Poderia esclarecer um pouco as derivações do Teatro do Oprimido? Teatro Legislativo, invisível....

O Teatro do Oprimido é uma grande árvore. Essa árvore tem as raízes na ética e na filosofia de humanizar a humanidade. É a nossa base. Depois começam os jogos, para restaurar a capacidade criativa das pessoas. Em seguida, vêm os diversos ramos da árvore, como o teatro invisível, o teatro legislativo, o arco-íris do desejo, que serve para exteriorizar as opressões internalizadas. O mais usado é o teatro-fórum, que significa colocar um problema e discutir teatralmente esse problema. É a forma mais difundida, porque produz resultados mais imediatos. O arco-íris do desejo requer uma reclusão maior, em grupos pequenos. Trata problemas individuais. Todas as formas de teatro são úteis, têm uma função. O sucesso extraordinário desse teatro, no mundo todo, se deve à revelação de que o teatro não é o palco, não são as luzes, não é um texto escrito necessariamente, não é iluminação, não é nada disso. Teatro somos nós. Cada um de nós traz em si mesmo um ator. Nesse momento, por exemplo, estou sendo ator. Estou agindo e ao mesmo tempo sendo espectador. Estou ouvindo o que estou dizendo, minha voz, estou pensando no que vou dizer. Teatro é isso. Você percebe que pode avançar num sentido que não é aquele previsto pela sociedade, tecnicamente e mecanicamente. Você sai da moldagem e passa a ser você mesmo, descobrindo coisas insuspeitadas. Que você é melhor do que você pensa que é. Todo mundo é melhor do que pensa que é. Todo mundo é mais capaz de fazer o que já está fazendo. Meu teatro é a descoberta dessa capacidade.

Entradas salvas:
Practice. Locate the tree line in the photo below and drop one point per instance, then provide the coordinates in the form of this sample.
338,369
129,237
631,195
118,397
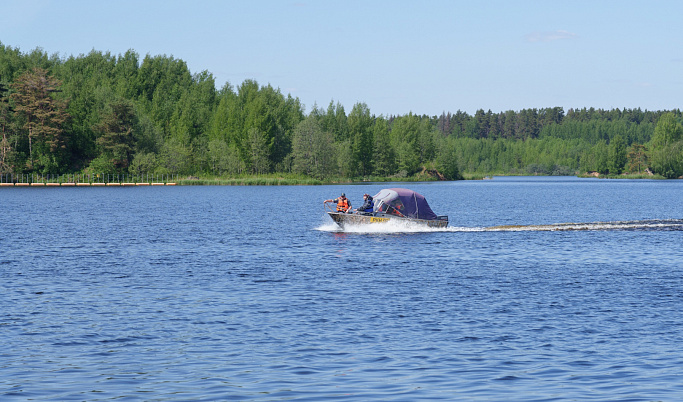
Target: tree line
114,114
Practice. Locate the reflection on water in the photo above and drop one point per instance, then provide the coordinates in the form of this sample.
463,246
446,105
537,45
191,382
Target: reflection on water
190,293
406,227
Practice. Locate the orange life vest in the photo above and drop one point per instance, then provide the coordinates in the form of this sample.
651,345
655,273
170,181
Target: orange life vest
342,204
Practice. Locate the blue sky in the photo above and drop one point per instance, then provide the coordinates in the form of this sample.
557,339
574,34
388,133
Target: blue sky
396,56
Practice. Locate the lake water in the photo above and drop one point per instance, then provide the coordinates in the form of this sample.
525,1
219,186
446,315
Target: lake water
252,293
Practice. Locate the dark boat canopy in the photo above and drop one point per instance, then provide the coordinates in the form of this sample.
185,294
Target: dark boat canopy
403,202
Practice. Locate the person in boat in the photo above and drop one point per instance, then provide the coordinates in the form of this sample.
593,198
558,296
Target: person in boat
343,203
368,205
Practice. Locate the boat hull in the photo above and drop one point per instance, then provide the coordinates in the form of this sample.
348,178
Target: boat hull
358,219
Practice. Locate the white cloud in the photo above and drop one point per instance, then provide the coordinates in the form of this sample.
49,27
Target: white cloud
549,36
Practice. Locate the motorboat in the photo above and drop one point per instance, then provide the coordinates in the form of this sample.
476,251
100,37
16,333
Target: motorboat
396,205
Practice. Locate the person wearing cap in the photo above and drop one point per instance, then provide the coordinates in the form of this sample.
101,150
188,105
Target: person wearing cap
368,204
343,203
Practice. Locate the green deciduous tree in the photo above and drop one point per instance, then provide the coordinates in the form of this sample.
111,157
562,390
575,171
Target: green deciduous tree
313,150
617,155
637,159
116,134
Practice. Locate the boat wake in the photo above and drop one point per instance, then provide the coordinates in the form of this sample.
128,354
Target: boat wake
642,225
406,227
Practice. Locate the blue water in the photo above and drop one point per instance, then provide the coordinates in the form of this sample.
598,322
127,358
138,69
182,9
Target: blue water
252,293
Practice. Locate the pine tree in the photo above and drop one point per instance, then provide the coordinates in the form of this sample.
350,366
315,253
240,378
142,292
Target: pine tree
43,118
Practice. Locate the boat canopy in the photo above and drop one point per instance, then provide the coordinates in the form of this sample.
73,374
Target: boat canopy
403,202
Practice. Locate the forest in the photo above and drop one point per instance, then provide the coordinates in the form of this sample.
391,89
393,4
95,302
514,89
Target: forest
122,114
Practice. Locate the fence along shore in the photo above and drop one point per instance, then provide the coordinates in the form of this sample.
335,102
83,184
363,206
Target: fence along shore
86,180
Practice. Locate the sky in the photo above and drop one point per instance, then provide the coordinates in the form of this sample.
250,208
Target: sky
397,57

...

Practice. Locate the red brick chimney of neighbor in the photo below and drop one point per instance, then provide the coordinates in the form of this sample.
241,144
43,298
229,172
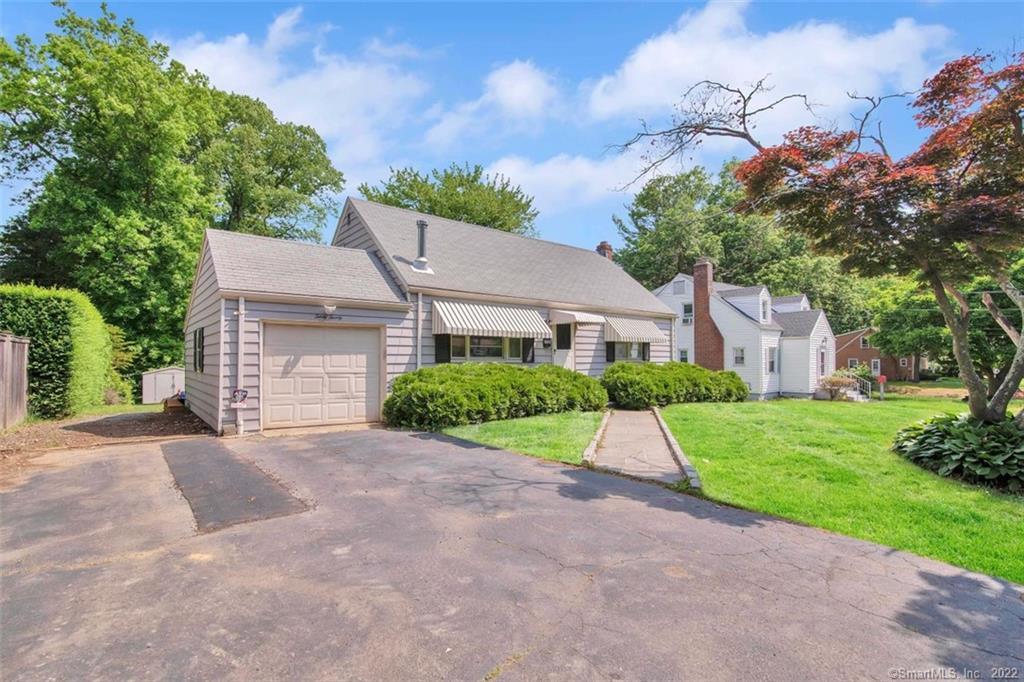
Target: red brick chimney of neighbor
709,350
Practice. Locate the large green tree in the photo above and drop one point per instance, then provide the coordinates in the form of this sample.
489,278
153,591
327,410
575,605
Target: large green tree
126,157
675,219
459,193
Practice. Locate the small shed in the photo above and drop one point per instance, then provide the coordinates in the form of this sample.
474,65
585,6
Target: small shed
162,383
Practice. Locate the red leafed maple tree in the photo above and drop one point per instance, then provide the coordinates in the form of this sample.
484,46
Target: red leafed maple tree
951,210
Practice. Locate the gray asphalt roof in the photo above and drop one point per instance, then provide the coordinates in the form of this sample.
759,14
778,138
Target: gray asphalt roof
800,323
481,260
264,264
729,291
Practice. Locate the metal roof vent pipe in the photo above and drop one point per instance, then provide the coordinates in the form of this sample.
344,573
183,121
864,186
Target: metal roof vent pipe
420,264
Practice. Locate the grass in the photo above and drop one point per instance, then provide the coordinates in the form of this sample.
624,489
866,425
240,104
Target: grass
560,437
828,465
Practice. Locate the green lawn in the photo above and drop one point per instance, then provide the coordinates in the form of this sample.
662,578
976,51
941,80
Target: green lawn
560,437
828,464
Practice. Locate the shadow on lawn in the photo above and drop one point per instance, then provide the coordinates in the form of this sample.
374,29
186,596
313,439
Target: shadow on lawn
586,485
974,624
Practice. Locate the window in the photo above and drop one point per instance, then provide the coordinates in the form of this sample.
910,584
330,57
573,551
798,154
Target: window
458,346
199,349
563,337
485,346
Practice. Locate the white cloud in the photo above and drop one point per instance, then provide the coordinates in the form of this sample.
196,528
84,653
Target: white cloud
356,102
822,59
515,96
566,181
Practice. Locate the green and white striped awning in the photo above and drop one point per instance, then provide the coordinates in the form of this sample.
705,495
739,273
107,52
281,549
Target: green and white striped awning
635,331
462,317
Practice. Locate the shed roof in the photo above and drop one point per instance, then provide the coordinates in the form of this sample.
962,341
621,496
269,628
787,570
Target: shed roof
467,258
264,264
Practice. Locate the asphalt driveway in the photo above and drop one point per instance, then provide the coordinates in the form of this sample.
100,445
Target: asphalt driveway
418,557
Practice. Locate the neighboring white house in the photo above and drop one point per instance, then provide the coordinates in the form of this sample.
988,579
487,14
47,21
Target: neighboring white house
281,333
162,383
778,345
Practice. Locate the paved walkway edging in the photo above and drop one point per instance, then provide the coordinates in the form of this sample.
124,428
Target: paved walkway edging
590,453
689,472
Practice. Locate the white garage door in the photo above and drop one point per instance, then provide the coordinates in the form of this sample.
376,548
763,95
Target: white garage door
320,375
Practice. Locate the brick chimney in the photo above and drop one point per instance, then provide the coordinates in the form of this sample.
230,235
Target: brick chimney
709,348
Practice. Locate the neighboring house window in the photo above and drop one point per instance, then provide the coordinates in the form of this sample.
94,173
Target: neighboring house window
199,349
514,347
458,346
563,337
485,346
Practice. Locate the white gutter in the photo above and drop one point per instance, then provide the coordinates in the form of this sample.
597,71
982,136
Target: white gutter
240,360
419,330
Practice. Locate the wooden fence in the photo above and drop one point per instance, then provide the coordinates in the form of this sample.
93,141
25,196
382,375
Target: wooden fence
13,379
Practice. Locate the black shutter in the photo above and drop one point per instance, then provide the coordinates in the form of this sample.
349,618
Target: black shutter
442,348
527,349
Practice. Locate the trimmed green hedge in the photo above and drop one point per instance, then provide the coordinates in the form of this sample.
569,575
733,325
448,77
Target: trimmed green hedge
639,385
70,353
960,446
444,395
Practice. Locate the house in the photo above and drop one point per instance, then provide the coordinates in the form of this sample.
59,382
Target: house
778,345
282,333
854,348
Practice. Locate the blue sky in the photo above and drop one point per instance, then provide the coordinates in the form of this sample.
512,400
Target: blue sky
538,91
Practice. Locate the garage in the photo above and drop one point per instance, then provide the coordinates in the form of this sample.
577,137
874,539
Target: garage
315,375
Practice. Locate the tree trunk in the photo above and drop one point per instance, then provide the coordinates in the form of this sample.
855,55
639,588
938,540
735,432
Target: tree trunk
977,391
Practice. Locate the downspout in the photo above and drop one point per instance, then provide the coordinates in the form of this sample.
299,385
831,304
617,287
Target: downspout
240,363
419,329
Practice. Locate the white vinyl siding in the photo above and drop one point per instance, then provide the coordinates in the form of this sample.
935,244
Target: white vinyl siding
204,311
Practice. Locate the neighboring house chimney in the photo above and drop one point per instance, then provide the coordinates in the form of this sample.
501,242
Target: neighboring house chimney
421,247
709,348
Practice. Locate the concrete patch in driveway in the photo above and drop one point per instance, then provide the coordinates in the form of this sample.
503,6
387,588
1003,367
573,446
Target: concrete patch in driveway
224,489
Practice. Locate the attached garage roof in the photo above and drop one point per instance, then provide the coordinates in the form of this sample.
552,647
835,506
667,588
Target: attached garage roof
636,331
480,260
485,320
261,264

---

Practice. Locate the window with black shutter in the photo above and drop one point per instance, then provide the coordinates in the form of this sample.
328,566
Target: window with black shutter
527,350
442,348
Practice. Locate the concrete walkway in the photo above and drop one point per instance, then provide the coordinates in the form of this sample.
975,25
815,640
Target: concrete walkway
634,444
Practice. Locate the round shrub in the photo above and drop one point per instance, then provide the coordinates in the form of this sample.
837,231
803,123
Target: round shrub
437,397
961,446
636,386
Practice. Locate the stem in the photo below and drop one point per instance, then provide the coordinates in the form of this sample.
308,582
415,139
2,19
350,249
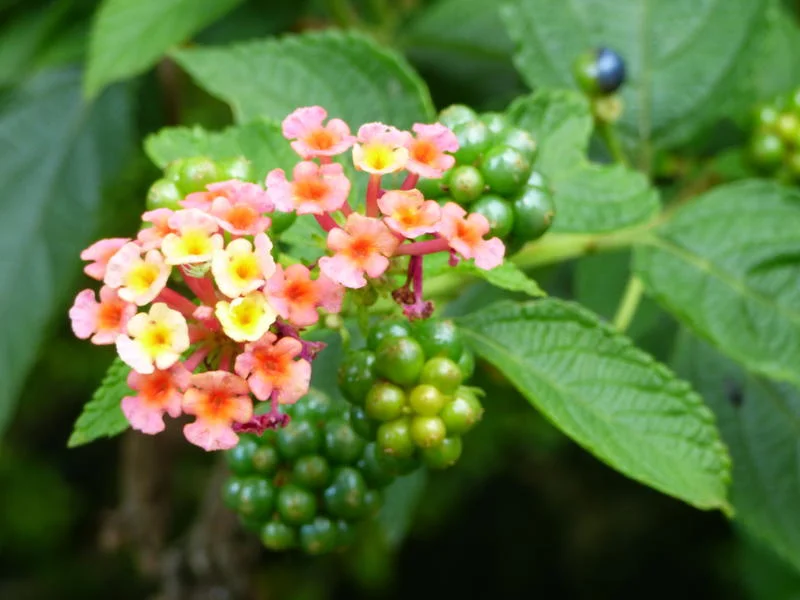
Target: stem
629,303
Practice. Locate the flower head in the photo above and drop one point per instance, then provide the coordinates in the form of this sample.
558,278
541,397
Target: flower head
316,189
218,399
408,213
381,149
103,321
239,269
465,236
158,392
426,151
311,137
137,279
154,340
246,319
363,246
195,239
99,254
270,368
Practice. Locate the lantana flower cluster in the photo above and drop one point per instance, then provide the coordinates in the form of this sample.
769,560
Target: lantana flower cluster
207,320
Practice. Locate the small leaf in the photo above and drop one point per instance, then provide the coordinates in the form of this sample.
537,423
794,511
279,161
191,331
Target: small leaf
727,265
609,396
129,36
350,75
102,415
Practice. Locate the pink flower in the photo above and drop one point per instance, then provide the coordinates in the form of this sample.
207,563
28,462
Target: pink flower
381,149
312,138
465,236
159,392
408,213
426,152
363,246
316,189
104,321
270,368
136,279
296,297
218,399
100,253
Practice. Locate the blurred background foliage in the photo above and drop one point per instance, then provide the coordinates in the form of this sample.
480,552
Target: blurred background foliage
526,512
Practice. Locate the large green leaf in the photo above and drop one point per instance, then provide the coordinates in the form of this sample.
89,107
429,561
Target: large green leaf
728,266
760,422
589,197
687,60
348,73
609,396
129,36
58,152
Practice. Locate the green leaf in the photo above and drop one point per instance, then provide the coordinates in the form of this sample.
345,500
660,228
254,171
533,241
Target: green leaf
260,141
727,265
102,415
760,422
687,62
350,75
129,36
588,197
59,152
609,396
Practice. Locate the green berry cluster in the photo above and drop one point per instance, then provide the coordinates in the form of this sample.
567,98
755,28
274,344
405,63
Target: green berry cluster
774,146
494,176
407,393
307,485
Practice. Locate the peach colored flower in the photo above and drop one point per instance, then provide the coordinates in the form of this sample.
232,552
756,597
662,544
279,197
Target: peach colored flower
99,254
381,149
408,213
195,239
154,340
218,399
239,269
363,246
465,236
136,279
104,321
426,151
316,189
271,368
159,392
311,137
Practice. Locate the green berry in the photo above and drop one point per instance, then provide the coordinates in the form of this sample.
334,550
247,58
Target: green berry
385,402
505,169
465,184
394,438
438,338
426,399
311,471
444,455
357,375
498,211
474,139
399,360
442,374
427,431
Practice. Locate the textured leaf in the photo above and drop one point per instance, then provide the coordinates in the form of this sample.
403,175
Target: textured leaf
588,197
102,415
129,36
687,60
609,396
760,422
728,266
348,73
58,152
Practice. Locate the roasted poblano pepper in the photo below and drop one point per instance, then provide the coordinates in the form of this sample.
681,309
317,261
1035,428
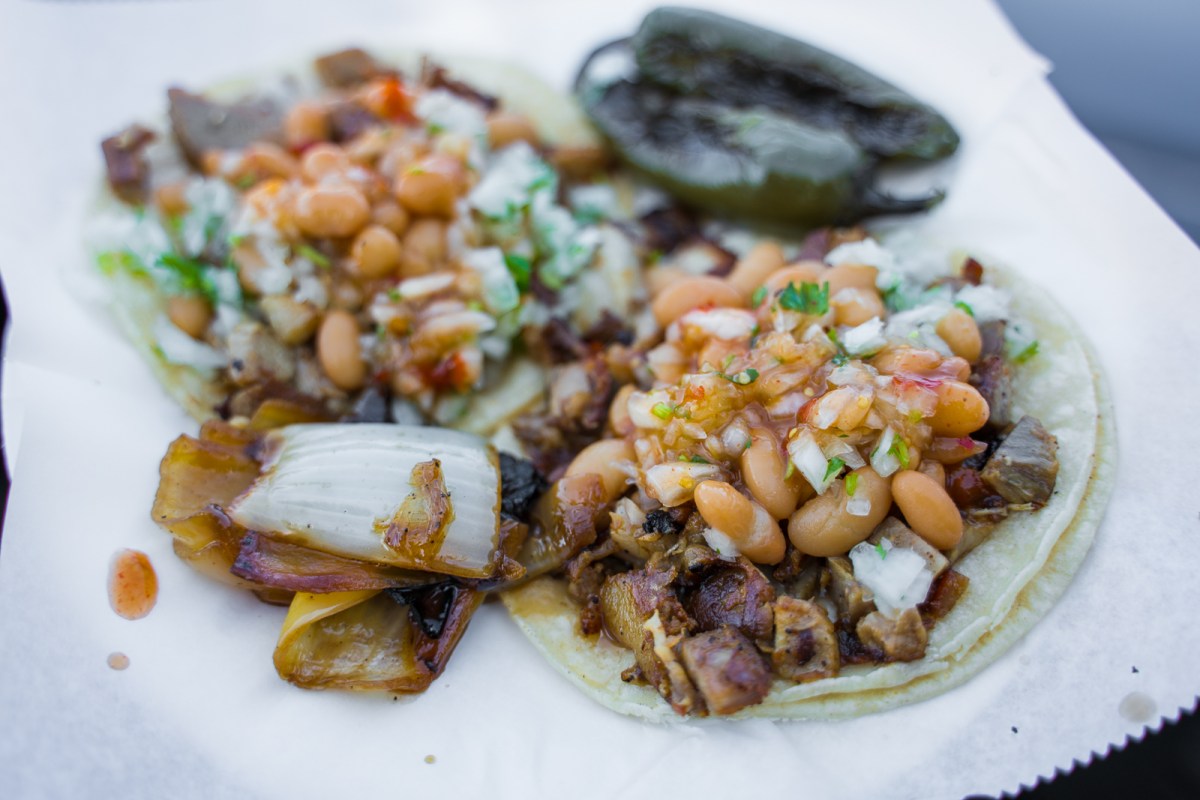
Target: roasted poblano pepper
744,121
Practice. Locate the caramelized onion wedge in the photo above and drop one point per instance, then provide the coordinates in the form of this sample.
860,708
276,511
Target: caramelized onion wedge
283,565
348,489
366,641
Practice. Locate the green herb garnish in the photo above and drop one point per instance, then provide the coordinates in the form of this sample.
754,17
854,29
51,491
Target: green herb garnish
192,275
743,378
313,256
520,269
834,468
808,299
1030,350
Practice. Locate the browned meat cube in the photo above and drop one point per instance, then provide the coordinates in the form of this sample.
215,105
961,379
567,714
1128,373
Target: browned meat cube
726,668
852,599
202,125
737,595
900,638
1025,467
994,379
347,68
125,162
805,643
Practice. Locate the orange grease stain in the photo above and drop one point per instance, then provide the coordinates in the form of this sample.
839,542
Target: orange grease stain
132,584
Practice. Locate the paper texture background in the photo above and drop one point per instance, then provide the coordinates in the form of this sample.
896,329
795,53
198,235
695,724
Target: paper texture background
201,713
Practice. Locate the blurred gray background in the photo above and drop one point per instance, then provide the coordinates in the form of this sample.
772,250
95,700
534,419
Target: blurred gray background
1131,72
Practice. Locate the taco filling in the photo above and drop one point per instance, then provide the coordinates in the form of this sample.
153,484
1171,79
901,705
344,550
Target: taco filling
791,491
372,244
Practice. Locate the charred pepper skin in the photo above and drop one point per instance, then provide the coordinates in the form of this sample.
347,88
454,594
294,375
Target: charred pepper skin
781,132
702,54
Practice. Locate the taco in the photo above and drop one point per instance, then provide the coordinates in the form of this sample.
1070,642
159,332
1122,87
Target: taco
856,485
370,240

§ O que fazer:
Dê prosseguimento ao texto sobre o Teatro do Oprimido, começando logo depois da última frase dele.

§ Resposta:
O que ainda falta fazer?

Já fiz muita coisa e tenho intenção de fazer muitas mais. Estou terminando um livro que se chama As Estéticas do Oprimido. Muita gente fala de diversidade cultural, o que defendo. Mas quando pensa em estética, pensa em uma só. Como ser diverso culturalmente, com uma só estética, se a estética é produto de uma cultura? Por exemplo, aquele pintor norte-americano, Jackson Pollock. Nos Estados Unidos, todo mundo acha que ele é um gênio. Leva uma pintura dele para Bangladesh e pergunta o que vão achar. Tudo isso para dizer que os americanos criam a estética deles, da Guggenheim Foundation. Tudo isso para dizer que não existe uma soberana estética à qual todos nós devemos nos curvar e obedecer.

No ano passado, seu nome teria sido cogitado para o prêmio Nobel da Paz, como recebeu a notícia?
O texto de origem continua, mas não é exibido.